── DATA LINES ──

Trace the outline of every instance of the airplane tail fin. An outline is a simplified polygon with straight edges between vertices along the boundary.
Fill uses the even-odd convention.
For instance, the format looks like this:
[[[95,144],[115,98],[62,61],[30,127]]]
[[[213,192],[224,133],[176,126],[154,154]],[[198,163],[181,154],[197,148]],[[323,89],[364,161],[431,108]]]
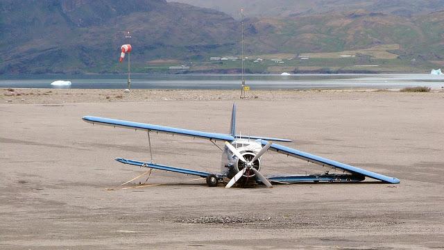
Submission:
[[[230,126],[230,135],[236,136],[236,103],[233,103],[233,110],[231,111],[231,126]]]

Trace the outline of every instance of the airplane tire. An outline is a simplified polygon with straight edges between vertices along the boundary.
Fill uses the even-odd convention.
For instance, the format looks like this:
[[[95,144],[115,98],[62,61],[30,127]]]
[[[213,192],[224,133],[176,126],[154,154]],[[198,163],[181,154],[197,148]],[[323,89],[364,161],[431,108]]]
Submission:
[[[217,177],[214,174],[207,176],[207,184],[209,187],[216,187],[217,185]]]

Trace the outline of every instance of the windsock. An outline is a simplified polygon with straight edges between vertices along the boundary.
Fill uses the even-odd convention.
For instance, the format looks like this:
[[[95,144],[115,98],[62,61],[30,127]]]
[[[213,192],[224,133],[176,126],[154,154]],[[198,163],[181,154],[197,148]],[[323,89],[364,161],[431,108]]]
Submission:
[[[120,54],[120,59],[119,59],[119,61],[120,62],[121,62],[123,60],[123,58],[125,58],[125,53],[126,53],[131,52],[131,45],[130,45],[130,44],[123,44],[123,45],[122,45],[122,47],[121,48],[122,49],[122,53]]]

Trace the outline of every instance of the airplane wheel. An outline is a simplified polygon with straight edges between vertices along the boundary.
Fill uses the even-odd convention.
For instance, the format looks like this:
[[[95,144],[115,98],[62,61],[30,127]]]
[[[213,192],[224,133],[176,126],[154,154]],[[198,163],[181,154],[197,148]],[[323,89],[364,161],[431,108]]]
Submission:
[[[217,177],[214,174],[207,176],[207,184],[209,187],[216,187],[217,185]]]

───

Copy out all of the records above word for word, with the same line breaks. Leave out the pictures.

**TASK SOLUTION:**
Trace the outline of every instance of the airplane tail fin. An outline is a simplified polygon with straight edges between vertices along the boundary.
Fill uses the even-odd convention.
For instance, the format looks like this:
[[[95,144],[115,98],[62,61],[30,127]]]
[[[213,192],[224,133],[176,126],[154,154]],[[198,163],[181,154],[197,148]],[[323,89],[364,161],[431,108]]]
Submission:
[[[230,126],[230,135],[236,136],[236,103],[233,103],[233,110],[231,111],[231,126]]]

Trace the outline of every instance of the airplane tire. An outline is a simplified polygon with straight edges between vertices along the boundary.
Fill uses the even-odd convention.
For instance, the format looks like this:
[[[95,144],[115,98],[62,61],[30,127]]]
[[[213,192],[224,133],[176,126],[154,154]],[[198,163],[181,154],[197,148]],[[323,89],[364,161],[431,108]]]
Submission:
[[[217,177],[214,174],[207,176],[207,184],[209,187],[216,187],[217,185]]]

Trace the outline of every instance of the windsock. An outline is a simplified polygon with straight edges between vertices along the boundary.
Fill uses the even-odd convention.
For instance, the format looks like this:
[[[95,144],[115,98],[62,61],[30,127]]]
[[[213,192],[224,133],[176,126],[154,154]],[[198,163],[181,154],[197,148]],[[323,89],[364,161],[431,108]]]
Submission:
[[[120,54],[120,59],[119,59],[119,61],[120,62],[121,62],[123,60],[123,58],[125,58],[125,53],[126,53],[131,52],[131,45],[130,45],[130,44],[123,44],[123,45],[122,45],[122,47],[121,48],[122,49],[122,53]]]

Trace the outline of every instance of the airplane wheel. An outline is a simplified polygon with straight edges between vertices along the boundary.
Fill uses the even-odd convention.
For instance, the format looks like this:
[[[95,144],[115,98],[62,61],[30,127]]]
[[[213,192],[224,133],[176,126],[154,154]],[[198,163],[181,154],[197,148]],[[323,89],[364,161],[431,108]]]
Submission:
[[[217,177],[214,174],[207,176],[207,184],[209,187],[216,187],[217,185]]]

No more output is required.